Assigned task:
Excluding pictures, give the entries again exactly as they appear.

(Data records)

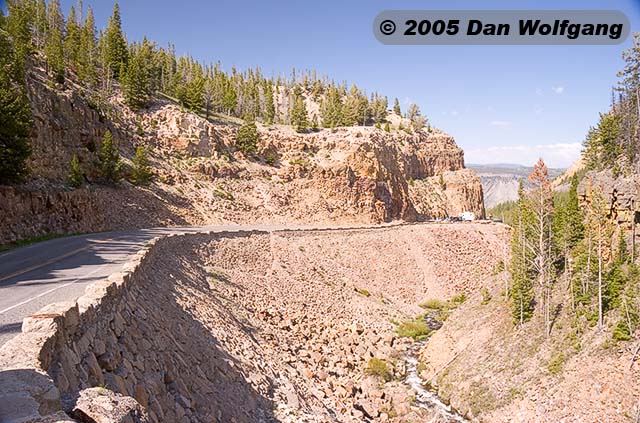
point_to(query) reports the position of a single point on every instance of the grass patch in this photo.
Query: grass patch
(379, 368)
(416, 329)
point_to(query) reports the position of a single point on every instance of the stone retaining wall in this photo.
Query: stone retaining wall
(105, 339)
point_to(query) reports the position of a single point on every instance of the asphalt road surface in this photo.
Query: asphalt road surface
(59, 269)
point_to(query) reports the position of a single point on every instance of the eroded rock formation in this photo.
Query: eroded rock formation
(357, 174)
(245, 327)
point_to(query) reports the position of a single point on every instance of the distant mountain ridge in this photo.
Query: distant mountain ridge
(500, 180)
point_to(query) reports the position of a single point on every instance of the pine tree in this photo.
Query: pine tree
(600, 230)
(396, 107)
(247, 137)
(355, 107)
(137, 82)
(331, 108)
(115, 43)
(299, 115)
(568, 229)
(601, 144)
(110, 163)
(87, 53)
(18, 24)
(72, 39)
(194, 93)
(521, 292)
(15, 117)
(230, 98)
(542, 208)
(75, 176)
(54, 43)
(40, 23)
(141, 172)
(270, 110)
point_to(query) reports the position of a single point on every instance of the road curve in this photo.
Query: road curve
(59, 269)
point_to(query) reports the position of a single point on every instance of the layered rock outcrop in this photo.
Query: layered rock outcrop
(620, 194)
(357, 174)
(244, 327)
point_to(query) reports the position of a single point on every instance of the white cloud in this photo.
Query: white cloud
(555, 155)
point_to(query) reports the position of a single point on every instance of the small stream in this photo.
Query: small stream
(429, 400)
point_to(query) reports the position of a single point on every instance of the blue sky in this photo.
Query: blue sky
(502, 103)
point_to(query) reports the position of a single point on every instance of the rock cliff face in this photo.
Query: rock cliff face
(620, 194)
(358, 174)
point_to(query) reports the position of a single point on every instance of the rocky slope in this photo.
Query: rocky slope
(619, 192)
(495, 372)
(255, 327)
(358, 174)
(500, 181)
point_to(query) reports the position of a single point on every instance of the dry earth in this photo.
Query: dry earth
(493, 371)
(281, 326)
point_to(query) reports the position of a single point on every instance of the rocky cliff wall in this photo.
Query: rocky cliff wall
(244, 327)
(27, 213)
(346, 175)
(619, 193)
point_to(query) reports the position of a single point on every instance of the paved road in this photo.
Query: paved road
(60, 269)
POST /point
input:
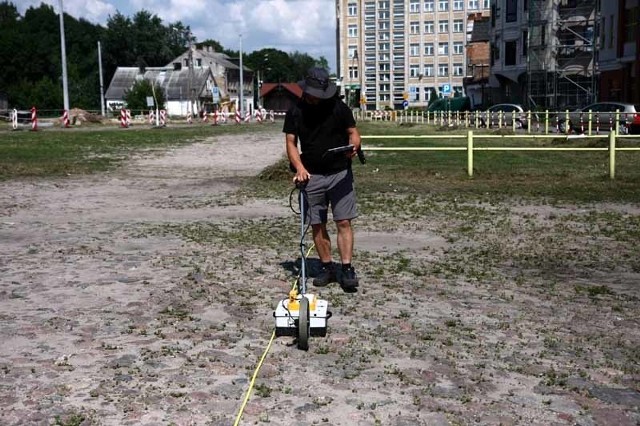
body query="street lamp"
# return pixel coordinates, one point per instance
(63, 54)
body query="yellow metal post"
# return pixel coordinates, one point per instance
(470, 153)
(546, 122)
(612, 154)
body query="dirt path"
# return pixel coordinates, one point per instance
(117, 309)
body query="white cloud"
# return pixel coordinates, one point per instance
(289, 25)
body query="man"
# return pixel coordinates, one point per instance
(321, 121)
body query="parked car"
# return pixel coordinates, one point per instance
(504, 114)
(462, 103)
(623, 117)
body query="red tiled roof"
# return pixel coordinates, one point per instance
(291, 87)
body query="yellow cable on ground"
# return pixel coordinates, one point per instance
(262, 358)
(253, 379)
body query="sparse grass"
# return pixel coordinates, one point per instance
(62, 152)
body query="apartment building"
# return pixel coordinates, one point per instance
(398, 53)
(619, 51)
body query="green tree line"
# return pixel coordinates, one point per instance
(31, 72)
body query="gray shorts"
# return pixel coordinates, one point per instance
(336, 190)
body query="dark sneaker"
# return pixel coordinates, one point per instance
(325, 276)
(349, 278)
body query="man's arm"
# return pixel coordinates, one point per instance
(354, 139)
(302, 175)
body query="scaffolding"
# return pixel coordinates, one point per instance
(562, 53)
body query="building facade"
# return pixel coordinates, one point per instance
(619, 52)
(397, 53)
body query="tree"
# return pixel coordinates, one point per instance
(136, 97)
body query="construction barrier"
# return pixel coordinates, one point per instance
(125, 118)
(65, 119)
(34, 119)
(14, 119)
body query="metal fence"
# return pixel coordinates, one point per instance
(531, 122)
(470, 148)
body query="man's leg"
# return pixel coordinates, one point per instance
(323, 246)
(345, 240)
(322, 242)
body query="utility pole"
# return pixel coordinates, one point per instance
(101, 81)
(191, 88)
(63, 54)
(241, 84)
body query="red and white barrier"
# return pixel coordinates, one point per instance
(14, 119)
(34, 119)
(125, 118)
(65, 119)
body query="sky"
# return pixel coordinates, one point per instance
(306, 26)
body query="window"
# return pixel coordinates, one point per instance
(429, 5)
(631, 18)
(611, 32)
(428, 27)
(511, 14)
(428, 49)
(495, 47)
(510, 50)
(414, 93)
(428, 70)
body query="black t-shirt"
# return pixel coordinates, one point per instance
(319, 128)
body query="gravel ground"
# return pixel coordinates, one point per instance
(144, 296)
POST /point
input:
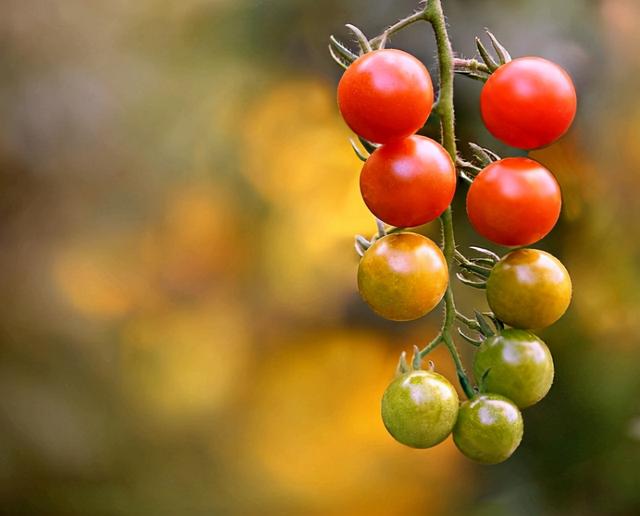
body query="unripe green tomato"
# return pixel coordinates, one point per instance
(489, 428)
(529, 289)
(515, 364)
(403, 276)
(420, 408)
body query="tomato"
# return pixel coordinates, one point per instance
(528, 103)
(515, 364)
(489, 428)
(385, 95)
(529, 289)
(419, 409)
(409, 182)
(403, 276)
(514, 202)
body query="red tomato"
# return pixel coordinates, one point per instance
(528, 103)
(409, 182)
(514, 202)
(385, 95)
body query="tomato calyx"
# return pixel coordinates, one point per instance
(481, 158)
(482, 69)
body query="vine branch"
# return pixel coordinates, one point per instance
(434, 15)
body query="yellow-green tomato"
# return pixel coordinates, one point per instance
(529, 289)
(403, 276)
(489, 428)
(515, 364)
(420, 408)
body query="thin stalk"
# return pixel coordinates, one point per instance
(445, 109)
(380, 40)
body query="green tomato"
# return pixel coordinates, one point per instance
(515, 364)
(420, 408)
(529, 289)
(489, 428)
(403, 276)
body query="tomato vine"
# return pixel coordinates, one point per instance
(407, 179)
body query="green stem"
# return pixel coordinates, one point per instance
(380, 40)
(445, 109)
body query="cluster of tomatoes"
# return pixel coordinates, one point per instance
(386, 97)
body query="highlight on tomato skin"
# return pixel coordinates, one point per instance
(529, 289)
(409, 182)
(514, 202)
(403, 276)
(528, 103)
(420, 408)
(516, 364)
(489, 428)
(385, 95)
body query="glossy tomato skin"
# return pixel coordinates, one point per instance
(514, 202)
(385, 95)
(419, 409)
(403, 276)
(528, 103)
(529, 289)
(489, 428)
(515, 364)
(408, 182)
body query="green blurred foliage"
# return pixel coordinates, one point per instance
(179, 327)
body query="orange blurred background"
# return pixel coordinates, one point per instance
(180, 331)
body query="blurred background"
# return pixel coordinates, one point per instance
(180, 332)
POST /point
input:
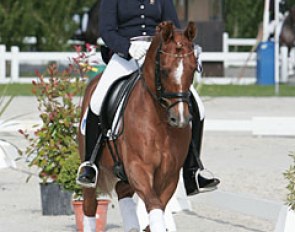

Answer section:
point_to(query) reports the position of a single point on every instance of the grass patch in this photo.
Query: grass patch
(379, 368)
(416, 329)
point_to(query) reports the position of a single point on every instance of the stone retaining wall in this photo.
Query: stone retaining wall
(105, 339)
point_to(query) reports the position of a single point on every instance of the asphalt road surface in this photo.
Query: asphalt road surface
(59, 269)
point_to(query) reports the position of a single point on every instance of the eroded rock formation in this photo.
Query: eroded rock formation
(357, 174)
(245, 327)
point_to(query) reports the position of a single point on every instance of the distant mountain ridge in this photo.
Query: distant mountain ridge
(500, 180)
point_to(query) reports the position of a single point on every instance of the pine tree in this photo.
Query: pine tree
(600, 230)
(396, 107)
(247, 137)
(355, 107)
(137, 82)
(331, 108)
(115, 43)
(299, 115)
(568, 229)
(601, 144)
(110, 163)
(87, 53)
(18, 24)
(72, 39)
(194, 93)
(521, 292)
(15, 117)
(230, 98)
(542, 208)
(75, 176)
(54, 43)
(40, 23)
(141, 172)
(270, 110)
point_to(query) reports the position of a single point on every instance of the road curve in this photo.
Query: road curve
(59, 269)
point_to(query) reports the position of a single point on every instance of the layered rock outcrop in this photo.
Query: layered rock outcrop
(620, 194)
(357, 174)
(244, 327)
point_to(query) reports the position of a single point on every instance of the white cloud in this photo.
Query: white cloud
(555, 155)
point_to(query) reports the position of a single point on every instance of the small stream in this photo.
Query: small stream
(429, 400)
point_to(query) reports the position of a single point on every instance of the blue sky in this photo.
Query: blue sky
(502, 103)
point_to(query) reports the position of a single point on every instance of the rock cliff face in this photo.
Query: rock cliff face
(620, 194)
(358, 174)
point_to(query) reports the position of a single point on every instance of the rocky slope in this photo.
Query: rocky slope
(619, 192)
(495, 372)
(255, 327)
(358, 174)
(500, 181)
point_to(query) reports the position of a single point on every instance of the dry earth in this photo.
Query: dry earth
(493, 371)
(281, 326)
point_to(query) reports the position of a single point on every instance of the rocky cliff wall in this photo.
Query: rocky cliff wall
(244, 327)
(27, 213)
(346, 175)
(619, 193)
point_to(query) reports the position of a single point on every instance of the paved road in this photo.
Query: paved road
(60, 269)
POST /point
input:
body query="street lamp"
# return pixel coordinates, one point per instance
(63, 54)
body query="yellow metal post"
# return pixel coordinates, one point per instance
(470, 153)
(546, 122)
(612, 154)
body query="dirt path"
# return pixel coordinates, one point per instance
(117, 309)
body query="white cloud"
# return pixel coordinates, one point per instance
(289, 25)
body query="man"
# return pixel coordinates, one point per instance
(321, 121)
body query="parked car"
# return pixel coordinates, one point per instance
(504, 114)
(462, 103)
(623, 117)
body query="red tiled roof"
# return pixel coordinates, one point per instance
(291, 87)
body query="yellow cable on ground"
# return pixel coordinates, one point per instance
(262, 358)
(253, 379)
body query="sparse grass"
# return pixel coordinates, one point per instance
(62, 152)
body query="apartment building"
# return pixel coordinates, one point per instance
(398, 53)
(619, 51)
body query="green tree line"
# return pixel coordinates, one point per instance
(31, 72)
body query="gray shorts"
# return pixel coordinates, one point per instance
(336, 190)
body query="dark sneaker"
# return pixel coordinates, one point per instance
(325, 276)
(349, 278)
body query="man's arm"
# return pixel coordinates, one point per instance
(354, 139)
(302, 175)
body query="scaffolding"
# return pixel coordinates, one point per instance
(562, 53)
body query="building facade"
# return pixel coordinates, one point per instance
(619, 52)
(397, 53)
body query="tree"
# return pixel coordinates, one point per instance
(136, 97)
body query="construction barrier"
# return pixel coordinates, one point per instance
(125, 118)
(65, 119)
(34, 119)
(14, 119)
body query="metal fence"
# return pixel coordinates, one point per instance
(531, 122)
(470, 148)
body query="man's leg"
# return pixel coordinates, one point per instance
(323, 246)
(345, 240)
(322, 242)
body query="utility pole"
# return pixel coordinates, one point per instance
(101, 81)
(191, 88)
(63, 54)
(241, 84)
body query="red and white barrier"
# return pixel coordinates, one point per instance
(14, 119)
(34, 119)
(125, 118)
(65, 119)
body query="sky"
# return pixel coordinates, one point per instance
(306, 26)
body query="window"
# return pixel coordinates, one point per instance
(429, 5)
(631, 18)
(611, 32)
(428, 27)
(511, 14)
(428, 49)
(495, 47)
(510, 50)
(414, 93)
(428, 70)
body query="black t-shirt"
# return pixel coordinates, one point per instance
(319, 128)
body query="gravel ground"
# return pixel coordinates, one point per instance
(144, 296)
POST /point
input:
body query="unripe green tomato"
# return pixel coordinates, one point per instance
(489, 428)
(529, 289)
(515, 364)
(403, 276)
(420, 408)
body query="tomato"
# return pixel coordinates, one point per instance
(528, 103)
(515, 364)
(489, 428)
(385, 95)
(529, 289)
(419, 409)
(409, 182)
(403, 276)
(514, 202)
body query="red tomato"
# return pixel coordinates, one point per instance
(528, 103)
(409, 182)
(514, 202)
(385, 95)
body query="tomato calyx"
# return pixel coordinates, one point per instance
(481, 158)
(482, 69)
body query="vine branch"
# return pixel coordinates, one point per instance
(434, 15)
body query="yellow-green tomato"
# return pixel coordinates, one point per instance
(529, 289)
(403, 276)
(489, 428)
(515, 364)
(420, 408)
body query="thin stalk"
# return pixel coordinates, one point per instance
(445, 109)
(380, 40)
body query="green tomato"
# return pixel coordinates, one point per instance
(515, 364)
(420, 408)
(529, 289)
(489, 428)
(403, 276)
body query="tomato vine"
# return pixel coordinates, one point per instance
(407, 179)
body query="green stem"
# return pixel coordinates, one point per instance
(380, 40)
(445, 109)
body query="cluster of tomatoes"
# return pixel coordinates, one point per instance
(386, 97)
body query="highlight on tomato skin"
# return pixel coordinates, one point per instance
(529, 289)
(409, 182)
(514, 202)
(403, 276)
(528, 103)
(420, 408)
(516, 364)
(489, 428)
(385, 95)
body query="glossy tomato skin"
# return pixel coordinates, one point per instance
(514, 202)
(385, 95)
(419, 409)
(403, 276)
(528, 103)
(529, 289)
(489, 428)
(515, 364)
(408, 182)
body query="green blurred foliage"
# return pixel coordinates, one point per instance
(179, 327)
body query="orange blurred background"
# return pixel coordinates, one point per instance
(180, 331)
body query="blurred background"
# return pixel coordinates, one point per instance
(180, 332)
POST /point
input:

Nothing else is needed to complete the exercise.